**Text**
'''
The import of this decision is clear: County governments have an obligation to see that their public-defense systems deliver effective assistance of counsel. Anything less can give rise to a well-grounded fear that the constitutional rights of indigent defendants will be violated, warranting injunctive relief.

The Settlement

Based on its ruling, the court ordered a trial focused on devising a system that would protect the rights of class members and "meet the constitutional obligation to provide effective assistance of counsel." Within a few weeks of the ruling and shortly before trial, the parties announced a settlement in which Grant County agreed to maintain and operate a public-defense system that provides effective assistance of counsel. The settlement allowed Grant County to continue to operate a contract public-defense system or to adopt a new form of system. Either way, Grant County was required to comply with important safeguards and requirements derived from standards adopted or endorsed by the Washington State Legislature, the Washington State Bar Association, the American Bar Association, and other organizations devoted to the cause of public defense, such as the National Legal Aid and Defender Association.4 Most significantly, the county agreed to:

• Limit public-defender caseloads to 150 felony cases or less (a limit derived from State Bar-endorsed standards), with some felony cases accorded extra weight to reflect the time typically needed to handle them and some other matters (such as probation-violation proceedings) also credited against the caseload limits;
• Assign cases only to lawyers qualified to handle them under objective standards endorsed by the State Bar;
• Pay compensation that more closely correlates to salaries paid to prosecuting attorneys and that rewards tenure and experience;
• Pay additional fees for cases that are taken to trial so as to remove financial disincentives to trial (the settlement initially imposes a $350 fee for each full or partial day of trial);
• Require one full-time investigator for every four defenders, as State Bar-endorsed standards contemplate;
• Provide funding for experts outside the budget for attorneys, and allow defenders to hire experts without notice to the prosecution;
• Require each public defender to retain an objectively measurable minimum amount of staff support that corresponds to standards endorsed by the State Bar;
• Hire a full-time lawyer whose sole responsibility is to supervise the other defenders, one who is qualified under standards endorsed by the State Bar;
• Hire interpreters who don't work for the court or other county departments;
• Establish an "800" number that indigent defendants can call to report problems and complaints;
• Require defenders to attend each defendant's initial court appearance (something that wasn't done until after Best was filed);
• Require each defender to satisfy training standards promulgated by the National Legal Aid and Defender Association;
• Require adequate conflicts check processes approved by an outside monitor;
• Build an adequate supply of qualified and adequately paid counsel to handle cases when the regular public defenders are conflicted out; and
• Completely remove the prosecuting attorney's office from all matters pertaining to the operation of the county's public-defense system, including compensation, funding, and contract issues.
'''
**Supplied data**
'''
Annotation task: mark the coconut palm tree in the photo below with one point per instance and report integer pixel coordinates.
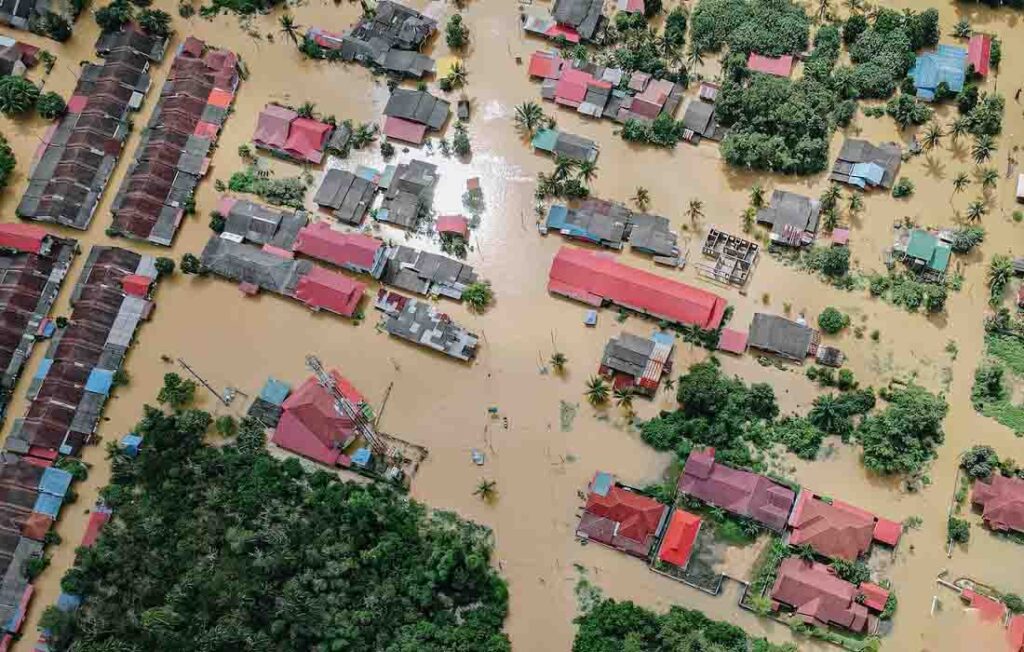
'''
**Work to complete**
(a) Answer these from the public-defense text:
(i) How many felony cases may a public defender's caseload include at most?
(ii) What fee does the settlement initially set for each full or partial day of trial?
(iii) How many full-time investigators must there be for every four defenders?
(b) In the public-defense text, write out the part starting with "The import of" and going on through "warranting injunctive relief.", putting "poor defendants" in place of "indigent defendants".

**Exercise answers**
(a)
(i) 150 felony cases or less
(ii) $350
(iii) One

(b)
The import of this decision is clear: County governments have an obligation to see that their public-defense systems deliver effective assistance of counsel. Anything less can give rise to a well-grounded fear that the constitutional rights of poor defendants will be violated, warranting injunctive relief.